TRECHO DE TEXTO -

Para provedores de banda larga e novos entrantes no mercado, a oferta de conteúdo é um diferencial importante. Os modelos que estão sendo adotados e o papel dos atores, assim como o peso estratégico da oferta de conteúdos por assinatura para as empresas distribuidoras, foram debatidos em um painel nesta segunda-feira, dia 12 de agosto, durante o primeiro dia do PAY-TV Forum 2024, evento organizado pelas publicações TELA VIVA e TELETIME.

Alejandro Contreras, CMO da Alares, e José Carlos Rocha, diretor executivo de marketing da Vero, trouxeram as perspectivas dos ISPs. Contreras pontuou que o core da empresa é a oferta de banda larga e fibra óptica, e que quaisquer outros serviços partem dessa peça fundamental. Mas, dentro disso, o conteúdo – seja TV paga ou streaming – é um valor adicionado: “Colocamos à disposição do nosso cliente – da base ou prospect – e é uma possibilidade que temos para ofertar produtores complementares. Para nós, é super importante como complemento. Estamos procurando crescer nesse mercado, que é muito competitivo. Para isso, buscamos nos aprofundar e entender os detalhes de cada possível parceria, encontrando e definindo um jeito para que a equação financeira econômica funcione. O negócio tem que ser bom para o cliente, para o acionista e para o parceiro, encaixando todas as peças para gerar valor para todo mundo. No geral, está funcionando. E é importante continuar progredindo nesse caminho”.

Rocha, por sua vez, parte do ponto de que a indústria passa por uma transformação cíclica, que acontece mensal e quase que diariamente. “Estamos há muito tempo investindo no conceito de one stop shop. Entendemos que o core da nossa empresa é a banda larga e que ela é o caminho propulsor desse conceito – mas o cliente tem uma necessidade cada vez maior de concentrar seus pedidos, anseios e demandas em uma única plataforma. Por isso, estamos dando passos largos no sentido de ser um hub de tecnologia – com banda larga, plataformas de streaming que realmente concentrem valorização para o cliente e celular. O streaming é fundamental para gerar valor percebido. É um agregador de valor dentro da estratégia e uma forma de valorizar o produto de banda larga que existe hoje”, afirmou. “O custo de aquisição do cliente está cada vez maior. Precisamos sustentar nosso cliente na nossa base, e isso só vai acontecer se ele enxergar valor no que estamos oferecendo. E o streaming é ponto fundamental nessa percepção”, reforçou.

TAREFAS PROPOSTAS -
- a) Resuma em duas frases o texto sobre o painel do PAY-TV Forum 2024.
- b) Transcreva do texto sobre o painel do PAY-TV Forum 2024 o trecho que vai de "Para provedores de" até "VIVA e TELETIME.".

DADOS DO CONJUNTO -
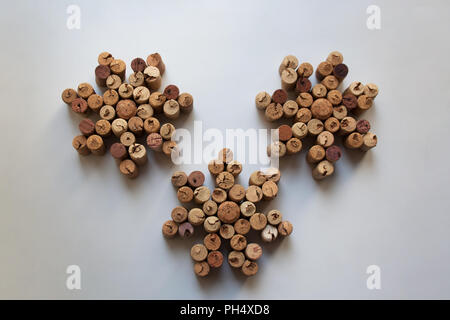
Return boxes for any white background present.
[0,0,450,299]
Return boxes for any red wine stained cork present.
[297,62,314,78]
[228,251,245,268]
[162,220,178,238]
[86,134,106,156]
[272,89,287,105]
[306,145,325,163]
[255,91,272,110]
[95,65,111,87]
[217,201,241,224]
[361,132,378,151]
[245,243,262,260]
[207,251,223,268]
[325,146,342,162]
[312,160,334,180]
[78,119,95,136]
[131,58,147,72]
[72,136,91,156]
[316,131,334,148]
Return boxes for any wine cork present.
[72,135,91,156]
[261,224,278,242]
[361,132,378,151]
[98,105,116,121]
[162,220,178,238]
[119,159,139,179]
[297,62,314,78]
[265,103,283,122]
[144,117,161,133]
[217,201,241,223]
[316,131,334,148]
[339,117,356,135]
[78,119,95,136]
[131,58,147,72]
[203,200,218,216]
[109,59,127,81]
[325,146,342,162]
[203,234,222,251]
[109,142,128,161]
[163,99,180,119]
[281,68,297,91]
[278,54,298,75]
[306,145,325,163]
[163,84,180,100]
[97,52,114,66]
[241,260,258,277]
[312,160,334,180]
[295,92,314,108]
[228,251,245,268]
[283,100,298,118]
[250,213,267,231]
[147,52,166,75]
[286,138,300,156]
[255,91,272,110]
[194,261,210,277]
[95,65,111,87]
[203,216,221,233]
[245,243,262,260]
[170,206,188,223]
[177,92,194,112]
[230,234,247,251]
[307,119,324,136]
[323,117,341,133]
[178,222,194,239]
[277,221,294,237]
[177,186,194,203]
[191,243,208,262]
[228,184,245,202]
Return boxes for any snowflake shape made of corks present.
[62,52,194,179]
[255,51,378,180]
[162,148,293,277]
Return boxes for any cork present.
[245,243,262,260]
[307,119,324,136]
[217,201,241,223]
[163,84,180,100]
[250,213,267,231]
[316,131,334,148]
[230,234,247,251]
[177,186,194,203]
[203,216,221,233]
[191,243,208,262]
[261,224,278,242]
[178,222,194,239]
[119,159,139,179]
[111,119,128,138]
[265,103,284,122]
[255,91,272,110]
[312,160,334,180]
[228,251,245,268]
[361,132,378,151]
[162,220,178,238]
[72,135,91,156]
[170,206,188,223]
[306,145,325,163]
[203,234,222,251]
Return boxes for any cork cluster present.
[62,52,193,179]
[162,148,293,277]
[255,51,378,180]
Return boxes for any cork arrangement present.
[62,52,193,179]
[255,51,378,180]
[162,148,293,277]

RESPOSTAS DOS EXERCÍCIOS -
- a) No primeiro dia do PAY-TV Forum 2024, em 12 de agosto, um painel discutiu os modelos adotados e o peso estratégico da oferta de conteúdos por assinatura para as empresas distribuidoras. Executivos da Alares e da Vero disseram que a banda larga é o core de suas empresas e que o conteúdo, seja TV paga ou streaming, é um complemento que agrega valor para o cliente.

- b)
Para provedores de banda larga e novos entrantes no mercado, a oferta de conteúdo é um diferencial importante. Os modelos que estão sendo adotados e o papel dos atores, assim como o peso estratégico da oferta de conteúdos por assinatura para as empresas distribuidoras, foram debatidos em um painel nesta segunda-feira, dia 12 de agosto, durante o primeiro dia do PAY-TV Forum 2024, evento organizado pelas publicações TELA VIVA e TELETIME.